> Extrait du texte
▽
LE TON ET LE MENTON
24 MAI 2015 FRANCETTE LAZARD LAISSER UN COMMENTAIRE MODIFIER
Francette Lazard
Un billet d’humeur sur ce blog ? Pourquoi pas, me suis-je dit en lisant la semaine dernière celui de René Piquet. D’autant plus que la photographie qui l’introduit se présente aussi comme une banderole d’humeur : « A quand une vraie réforme » ? Oui, vraiment, à quand.
L’humeur, comme l’humour, peut percuter les raisonnements les plus élaborés, atteindre l’essentiel, inviter à réfléchir sous un angle inhabituel. Ecoutez par exemple, jour après jour, nos gouvernants parler des « valeurs républicaines ».
C’est à qui lèvera le ton et le menton.
La «République» est invoquée comme jamais. Chaque leader cherche à capter le mot, voire à se l’approprier comme une marque abusivement déposée. Mais soyons attentifs. Sous le couvert du mot, les actes d’«autorité» contredisent de plus en plus frontalement l’expression démocratique et la souveraineté républicaine.
Retournons dix ans en arrière. Chacun s’en souvient : le 29 mai 2005, les électeurs sont interrogés par référendum sur un projet de Constitution européenne. La réponse est à une nette majorité « non », sans équivoque. Les artisans du « oui », l’UMP et le PS, vont tenir ce vote pour nul et non avenu et ratifier, ensemble sous les ors du château de Versailles, le traité de Lisbonne qui entérine le texte constitutionnel.
Je m’en indigne à l’époque, comme bien d’autres. Mais je mesure mieux aujourd’hui les effets politiques dévastateurs de ce cynisme d’Etat.
D’un côté, l’on invoque avec solennité le respect des valeurs républicaines. De l’autre, l’on en sape la crédibilité en déniant l’expression de la volonté citoyenne. La « politique » devient théatre d’ombres, hors de portée du débat et du choix démocratiques.
Sous couvert de « réformes », un despotisme qui se prétend « éclairé » s’installe insidieusement.
Après avoir escamoté en 2005 les résultats d’un référendum, on va opposer en 2010 la légitimité des « urnes » à la « rue », pour contrecarrer l’exceptionnelle puissance des manifestions contre la réforme des retraites.
△
> Extrait de données
▽
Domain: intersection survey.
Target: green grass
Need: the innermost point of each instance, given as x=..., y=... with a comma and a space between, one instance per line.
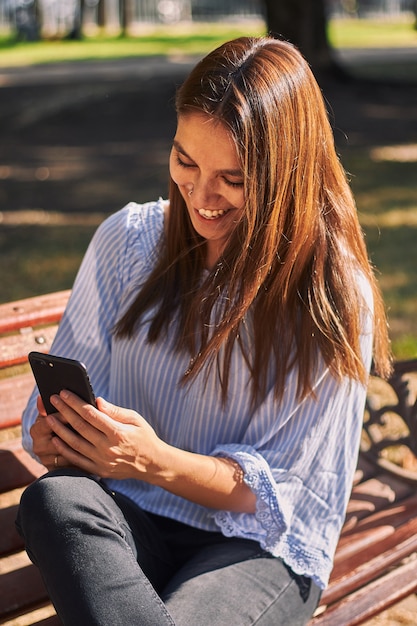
△
> Exercice proposé
Répondez à ces questions à partir du billet sur les valeurs républicaines :
(a) Quelle formule porte la photographie qui introduit le billet de René Piquet ?
(b) À quelle date les électeurs ont-ils été interrogés par référendum sur le projet de Constitution européenne ?
(c) Quel traité l'UMP et le PS ont-ils ratifié ensemble au château de Versailles ?

> Corrigé
(a) « A quand une vraie réforme »
(b) Le 29 mai 2005.
(c) Le traité de Lisbonne.